● **WORK INSTRUCTIONS**:
Every record here should be printed again exactly.

● **EXTRACTED MATERIAL**:
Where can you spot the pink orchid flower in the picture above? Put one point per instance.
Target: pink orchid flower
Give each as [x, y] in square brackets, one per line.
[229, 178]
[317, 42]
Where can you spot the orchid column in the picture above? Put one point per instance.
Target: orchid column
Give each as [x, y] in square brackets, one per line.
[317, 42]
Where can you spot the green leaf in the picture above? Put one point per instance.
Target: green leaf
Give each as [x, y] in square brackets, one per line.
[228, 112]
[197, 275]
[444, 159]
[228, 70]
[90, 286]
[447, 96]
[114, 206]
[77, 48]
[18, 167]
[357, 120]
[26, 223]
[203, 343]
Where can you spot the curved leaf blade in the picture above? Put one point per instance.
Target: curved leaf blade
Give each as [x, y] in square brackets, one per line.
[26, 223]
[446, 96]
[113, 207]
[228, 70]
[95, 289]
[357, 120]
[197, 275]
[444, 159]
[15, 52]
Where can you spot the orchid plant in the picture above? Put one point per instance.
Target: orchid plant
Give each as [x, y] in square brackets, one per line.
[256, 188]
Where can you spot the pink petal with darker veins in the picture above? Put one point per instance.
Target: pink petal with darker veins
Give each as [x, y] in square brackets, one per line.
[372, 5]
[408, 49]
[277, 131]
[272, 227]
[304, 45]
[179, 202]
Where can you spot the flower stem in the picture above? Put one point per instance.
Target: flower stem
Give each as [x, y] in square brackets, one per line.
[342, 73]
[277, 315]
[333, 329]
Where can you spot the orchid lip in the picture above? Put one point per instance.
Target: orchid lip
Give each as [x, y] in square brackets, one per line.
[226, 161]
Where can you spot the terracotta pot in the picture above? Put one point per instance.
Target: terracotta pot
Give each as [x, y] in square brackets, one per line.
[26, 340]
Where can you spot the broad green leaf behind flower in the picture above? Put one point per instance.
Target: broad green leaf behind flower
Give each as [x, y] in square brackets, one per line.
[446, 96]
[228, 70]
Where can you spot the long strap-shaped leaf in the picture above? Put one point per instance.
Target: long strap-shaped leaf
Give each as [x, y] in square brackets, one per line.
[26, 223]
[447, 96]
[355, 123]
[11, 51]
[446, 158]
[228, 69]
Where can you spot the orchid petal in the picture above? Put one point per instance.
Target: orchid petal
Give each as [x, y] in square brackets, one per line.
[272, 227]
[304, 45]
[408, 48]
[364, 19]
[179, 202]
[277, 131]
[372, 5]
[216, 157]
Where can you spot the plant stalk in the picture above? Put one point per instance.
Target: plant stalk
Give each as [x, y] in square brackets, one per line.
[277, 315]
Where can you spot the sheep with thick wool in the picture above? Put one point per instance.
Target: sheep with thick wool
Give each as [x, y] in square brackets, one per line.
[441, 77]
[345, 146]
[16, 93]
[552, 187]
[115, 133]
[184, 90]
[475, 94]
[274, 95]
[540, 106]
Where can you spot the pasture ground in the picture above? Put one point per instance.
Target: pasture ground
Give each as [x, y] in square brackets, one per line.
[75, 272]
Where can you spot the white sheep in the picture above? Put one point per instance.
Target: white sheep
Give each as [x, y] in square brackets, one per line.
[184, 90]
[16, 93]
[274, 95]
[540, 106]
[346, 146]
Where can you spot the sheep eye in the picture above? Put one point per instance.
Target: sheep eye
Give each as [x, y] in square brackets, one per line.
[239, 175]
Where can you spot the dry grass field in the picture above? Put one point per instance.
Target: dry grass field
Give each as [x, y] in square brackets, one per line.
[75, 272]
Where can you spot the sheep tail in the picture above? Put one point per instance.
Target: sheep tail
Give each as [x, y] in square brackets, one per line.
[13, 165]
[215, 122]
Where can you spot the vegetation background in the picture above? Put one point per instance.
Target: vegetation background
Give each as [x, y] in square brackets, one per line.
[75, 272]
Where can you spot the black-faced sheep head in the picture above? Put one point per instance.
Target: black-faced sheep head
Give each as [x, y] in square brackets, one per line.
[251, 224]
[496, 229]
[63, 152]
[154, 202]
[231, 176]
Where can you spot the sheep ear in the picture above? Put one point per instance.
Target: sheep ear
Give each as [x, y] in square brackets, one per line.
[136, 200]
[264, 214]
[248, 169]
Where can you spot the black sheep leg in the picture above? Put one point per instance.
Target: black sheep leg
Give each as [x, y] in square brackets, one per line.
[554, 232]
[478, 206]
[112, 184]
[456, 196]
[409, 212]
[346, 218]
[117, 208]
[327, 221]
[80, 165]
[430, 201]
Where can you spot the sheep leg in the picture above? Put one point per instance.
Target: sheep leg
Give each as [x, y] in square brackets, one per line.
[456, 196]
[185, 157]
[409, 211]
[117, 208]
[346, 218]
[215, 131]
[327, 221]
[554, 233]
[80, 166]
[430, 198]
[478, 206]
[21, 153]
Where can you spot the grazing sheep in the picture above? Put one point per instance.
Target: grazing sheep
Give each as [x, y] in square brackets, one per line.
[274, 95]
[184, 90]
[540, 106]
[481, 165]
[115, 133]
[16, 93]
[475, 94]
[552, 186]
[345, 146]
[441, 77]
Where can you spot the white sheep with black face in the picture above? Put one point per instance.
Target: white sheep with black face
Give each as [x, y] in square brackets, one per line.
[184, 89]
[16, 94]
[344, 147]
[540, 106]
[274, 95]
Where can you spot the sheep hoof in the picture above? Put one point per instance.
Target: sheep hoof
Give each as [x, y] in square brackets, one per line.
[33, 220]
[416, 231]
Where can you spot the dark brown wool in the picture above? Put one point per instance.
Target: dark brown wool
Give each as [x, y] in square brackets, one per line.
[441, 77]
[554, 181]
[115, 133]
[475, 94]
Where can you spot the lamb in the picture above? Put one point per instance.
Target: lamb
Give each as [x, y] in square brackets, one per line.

● **ANSWER**:
Where can you spot the pink orchid flower in the picture above? Put one point per instance.
Target: pink orchid flower
Give each as [x, y] in square brackets, one per line.
[229, 178]
[317, 42]
Where can you spot the orchid column in the picture above? Put one point per instance.
Target: orchid column
Give each as [x, y] in square brackets, one per line.
[317, 42]
Where can you spot the green leaf in the picture above? Put one point per instance.
Target: green leaf
Give each as [x, y] in square brackets, one per line.
[228, 112]
[197, 275]
[444, 159]
[228, 70]
[90, 286]
[447, 96]
[114, 206]
[77, 48]
[18, 167]
[357, 120]
[26, 223]
[203, 343]
Where can you spot the curved leaf blade in the picture above? Put one point per instance.
Target: curved leaf blade
Give each as [x, y] in square brackets, one per line.
[26, 223]
[446, 96]
[113, 207]
[228, 70]
[95, 289]
[357, 120]
[197, 275]
[444, 159]
[15, 52]
Where can you spot the orchid plant in the picture above? Put one point per instance.
Target: orchid plant
Give each as [x, y] in square brackets, one per line.
[256, 188]
Where can you spot the pink petal with darker veins in the picture above? Put one point per instance.
Target: pink petal with darker veins
Give each as [x, y] in square brackets, one per line.
[372, 5]
[408, 49]
[277, 131]
[272, 227]
[304, 45]
[179, 202]
Where can you spot the flower stem in the picture above? Put one point per instance.
Target: flower stem
Give each as [x, y] in square brackets, one per line.
[342, 73]
[277, 315]
[333, 329]
Where can you spot the orchid lip in the picture above? Put one point per instance.
Target: orchid lip
Give each as [x, y] in square brackets, one per line.
[226, 161]
Where can you spot the terracotta pot in the picture above? Put one point per instance.
Target: terracotta pot
Give each as [x, y] in square brackets, one per line.
[26, 340]
Where can you spot the broad green leaf behind flower in the picture above? Put one point per instance.
Target: broad green leaf behind flower
Give each as [x, y] in square brackets, one per line.
[446, 96]
[228, 70]
Where can you spot the long strap-shaped leaf in the picture above? Put one point per instance.
Target: long strap-shaped leaf
Give each as [x, y] in square brackets, one per line.
[26, 223]
[447, 96]
[355, 123]
[11, 51]
[446, 158]
[228, 69]
Where can you spot the orchid petal in the picture above? Put one point per instance.
Target: orchid petal
Give each as [x, y] in square brackets, one per line.
[272, 227]
[304, 45]
[408, 48]
[364, 19]
[179, 202]
[277, 131]
[372, 5]
[216, 157]
Where can you spot the plant stalk in the picture above? Put one point per instance.
Target: plant stalk
Give each as [x, y] in square brackets, one per line.
[277, 315]
Where can you spot the sheep with thick wool in the picture above? Put one point per instance.
Target: sheep with thick wool
Give each as [x, y] in square brackets, one per line.
[441, 77]
[345, 146]
[16, 93]
[552, 187]
[115, 133]
[184, 90]
[475, 94]
[274, 95]
[540, 106]
Where can you spot the pasture ground in the picture above? Put one point per instance.
Target: pasture ground
Give each as [x, y] in square brackets, one per line.
[75, 272]
Where can you spot the white sheep in the picture above? Put one point per instance.
Target: white sheep
Give each as [x, y] in square brackets, one per line.
[184, 90]
[16, 93]
[274, 95]
[540, 106]
[346, 146]
Where can you spot the sheep eye in the picture above? Put one point per instance.
Target: sheep eye
Give each as [x, y] in square brackets, one per line.
[239, 175]
Where can you spot the dry grass field in the picture above? Put one point per instance.
Target: dry grass field
Give each as [x, y] in square brackets, one per line.
[75, 272]
Where can you spot the sheep tail in the picture above? Put one point per instance.
Target: sheep tail
Give each as [x, y] in square brackets, one per line.
[13, 165]
[215, 122]
Where can you spot the vegetation background in the picture above? Put one point per instance.
Target: vegetation background
Give each as [x, y] in square brackets, one per line.
[75, 272]
Where can you spot the black-faced sheep head in the picture above? Put one point per instance.
Target: black-faced sheep head
Give each as [x, y] in square brackets, one per line.
[251, 224]
[496, 229]
[63, 152]
[154, 202]
[231, 176]
Where can you spot the sheep ear in the picture above? Put one point per instance.
Target: sheep ear
Give each as [x, y] in square brackets, one per line.
[136, 200]
[264, 214]
[248, 169]
Where can you spot the black sheep leg in the picture above? Put one point per instance.
Target: black sheep leg
Give each as [x, y] in square brackets, one per line.
[554, 232]
[478, 206]
[112, 184]
[456, 196]
[409, 212]
[346, 218]
[117, 208]
[327, 221]
[80, 165]
[430, 201]
Where can you spot the sheep leg in the picture above? Put one point per instance.
Target: sheep leg
Give each as [x, y] in square brackets, one per line.
[456, 196]
[185, 157]
[409, 211]
[117, 208]
[346, 218]
[215, 131]
[327, 221]
[554, 233]
[80, 166]
[430, 198]
[478, 206]
[21, 153]
Where can you spot the grazing sheep in the picture above? Put one point per instance.
Target: grazing sheep
Give each as [x, y] in square brackets, one per line.
[274, 95]
[184, 90]
[540, 106]
[481, 165]
[115, 133]
[16, 93]
[475, 94]
[552, 186]
[345, 146]
[441, 77]
Where can you spot the white sheep with black face in the picture above? Put one point per instance.
Target: white sheep with black face
Give each as [x, y] in square brackets, one per line.
[184, 89]
[16, 94]
[344, 147]
[540, 106]
[274, 95]
Where can you spot the sheep hoof in the picture above? Put one point per instance.
Target: sheep hoof
Give each as [x, y] in square brackets, one per line.
[33, 220]
[416, 231]
Where can you spot the dark brown wool in the picture above? Put one point per instance.
Target: dark brown wool
Give each as [x, y] in square brackets, one per line.
[441, 77]
[554, 181]
[115, 133]
[475, 94]
Where can you spot the lamb in the picture above? Put one point per instance.
Target: lamb
Give each as [x, y] in square brackets, one per line.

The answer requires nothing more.